EXERCICE PROPOSÉ A: Renommez « Target » en « Object » dans toutes les lignes de données ci-dessous et reproduisez-les sans autre modification, en omettant les images.

•••••

Pointe-aux-Trembles à cette époque
Le recensement de 1825 fut le dernier réalisé à la Pointe-aux-Trembles avant les soulèvements de 1837 et 1838. Il permet de dresser un portrait assez juste de la réalité socio-économique et démographique de la Pointe-aux-Trembles d’alors.
La paroisse comptait ainsi 1 004 résidents répartis entre la côte Saint-Léonard (186), la côte de la Pointe-aux-Trembles (633) et le village (185). On comptait 146 chefs de famille dont 4 anglophones, pour une moyenne de 7 personnes par maison. Des 137 maisons habitées, 36 étaient de pierre et 101 de bois. Les hommes de 18 à 60 ans incorporés aux milices ou sujets à marcher lors d’une invasion étaient au nombre de 268.

•••••

EXERCICE PROPOSÉ B: Donnez la suite du passage sur la Pointe-aux-Trembles au recensement de 1825.

•••••

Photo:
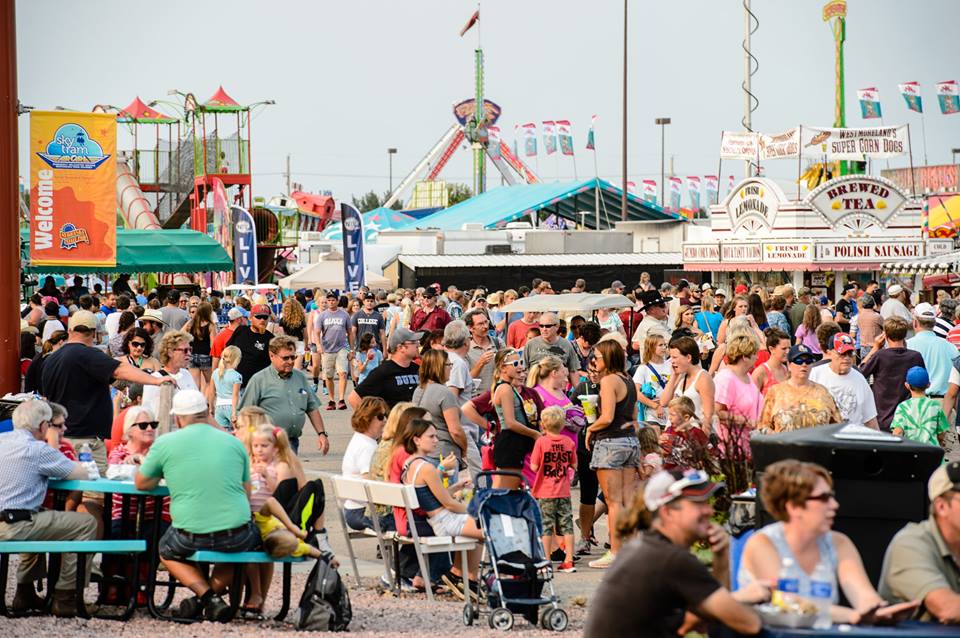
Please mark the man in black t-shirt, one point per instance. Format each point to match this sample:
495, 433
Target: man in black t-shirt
395, 379
656, 586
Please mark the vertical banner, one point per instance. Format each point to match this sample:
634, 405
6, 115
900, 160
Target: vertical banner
353, 270
948, 94
530, 139
73, 189
675, 186
565, 132
244, 246
869, 103
550, 137
911, 94
493, 141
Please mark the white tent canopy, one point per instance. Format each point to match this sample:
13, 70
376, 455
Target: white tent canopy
568, 302
329, 274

•••••

RÉPONSE RÉDIGÉE A:
Photo:
Please mark the man in black t-shirt, one point per instance. Format each point to match this sample:
495, 433
Object: man in black t-shirt
395, 379
656, 586
Please mark the vertical banner, one point per instance. Format each point to match this sample:
634, 405
6, 115
900, 160
Object: vertical banner
353, 270
948, 94
530, 139
73, 189
675, 186
565, 132
244, 246
869, 103
550, 137
911, 94
493, 141
Please mark the white tent canopy, one point per instance. Format each point to match this sample:
13, 70
376, 455
Object: white tent canopy
568, 302
329, 274

RÉPONSE RÉDIGÉE B:
Le village de la Pointe-aux-Trembles comprenait une trentaine de maisons habitées par près de 200 personnes. C’était un authentique village, construit sur l’emplacement de l’ancien fort, avec des rues, des commerces, des artisans, des auberges, l’église et le presbytère, le couvent des Dames de la Congrégation, l’école des garçons et un embarcadère où les navires à vapeur faisaient escale. La paroisse de la Pointe-aux-Trembles faisait partie du comté de Montréal (l’île sans la ville!) qui élisait deux députés à la Chambre d’assemblée.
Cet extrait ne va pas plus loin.